* _Your assignment_
Print the part of the article on Friedlander's path into forensic anthropology that opens with the words containing "Although the U" and closes with "to the U of A.", copying it word for word.

* _Text excerpt_
__________________________________________________

Based on her grades and her anthropology degree requirements, she ended up at the U of A.

"I really didn't know much about Edmonton before I went up there," said Friedlander. "When I got accepted to the University of Alberta, I did research and found courses that opened options that were unavailable at Ithaca. The ability to learn and grow a skill set that would allow me to work towards the career I wanted was enough motivation for me to move from the eastern U.S. to Edmonton."

Although the U of A's forensic anthropology program is modest in size-"I probably wouldn't have found out about it if I hadn't done the exchange," noted Friedlander-it is quite storied.

The program took its start from Owen Beattie-who gained international attention in 1984 after determining members of the lost expedition of Sir John Franklin, which left England in 1845 in search of the Northwest Passage, died of lead poisoning that could be traced back to the ship's tinned food supply-and is carried on today in part by Mayne Correia.

"I took some classes with her, got to know her, and she told me if I ever wanted to go to grad school, I should contact her," remembered Friedlander.

With renewed focus, the budding forensic specialist returned to New York, graduated from Ithaca, promptly made good on Mayne Correia's offer and returned to the U of A.

"It felt like I was coming back home. It just felt right," she said.

Her supervisor-in-waiting was just as happy to see her newest pupil.

"When she puts her mind to something, it's done, yet you never get the feeling she's running you over," said Mayne Correia. "She hit wall after wall with her program but was so creative in dealing with barriers."

For her thesis, Friedlander looked at how blunt and sharp force trauma are able to be differentiated from heat fractures in cases of cremation on irregular bones. She also did background research and preliminary testing on the use of embalmed cadavers in forensic recreations.

Mayne Correia said both elements of Friedlander's project are rather novel and will be added to the literature for future studies.

"For her project, she could have putzed along and burned her bones, gone in a simple qualitative direction and done just fine," said Mayne Correia. "But she felt that wasn't enough and started to look elsewhere on campus for resources that might help her do such an analysis better."

Friedlander worked with the Division of Anatomy's anatomical gifts program to secure the necessary remains and then looped in researchers in the Department of Civil and Environmental Engineering to help build a way to distinguish various fractures based on 3-D modelling. Now she is looking at having three published papers by early next year.

"Very cool, very innovative and totally self-directed," said Mayne Correia. "She would make a great academic, but that's not her. She wants to apply what she has."

Friedlander's excellence in the lab and her eagerness to assist Mayne Correia and the RCMP with field searches and recovery helped her beat out 86 hopefuls for a spot with the Michigan State Police Special Investigations Missing Persons Unit, a job she started just one month ago.

Her responsibilities include co-ordinating information supplied by 82 Michigan county medical examiner offices in managing and updating the national database for missing and unidentified remains.

She said along with the exhumations and excavations, she is responsible for co-ordinating field searches and working with both the cadaver dog police officers and the crime scene technical teams. She is also responsible for gathering DNA samples, both bone and tissues, from the cadavers and skeletal remains at the various county morgues.

"It's a dream job," said Mayne Correia. "She has already achieved what took me 30 years."

As for Edmonton, Friedlander said she will miss it but is focused on getting started on her career.

"During the job interview, I asked my supervisor what her favourite part of the job is. She said it was just so gratifying to be the person to say, 'I found your son, daughter, mother or father,' give them back to the family and let them put that to rest and move on knowing their loved one is now safe.

"I look forward to experiencing that myself."

__________________________________________________

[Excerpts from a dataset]
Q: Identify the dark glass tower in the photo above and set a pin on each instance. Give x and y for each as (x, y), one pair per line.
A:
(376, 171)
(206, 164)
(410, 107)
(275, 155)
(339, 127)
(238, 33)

__________________________________________________

* _Exercise output_
Although the U of A's forensic anthropology program is modest in size-"I probably wouldn't have found out about it if I hadn't done the exchange," noted Friedlander-it is quite storied.

The program took its start from Owen Beattie-who gained international attention in 1984 after determining members of the lost expedition of Sir John Franklin, which left England in 1845 in search of the Northwest Passage, died of lead poisoning that could be traced back to the ship's tinned food supply-and is carried on today in part by Mayne Correia.

"I took some classes with her, got to know her, and she told me if I ever wanted to go to grad school, I should contact her," remembered Friedlander.

With renewed focus, the budding forensic specialist returned to New York, graduated from Ithaca, promptly made good on Mayne Correia's offer and returned to the U of A.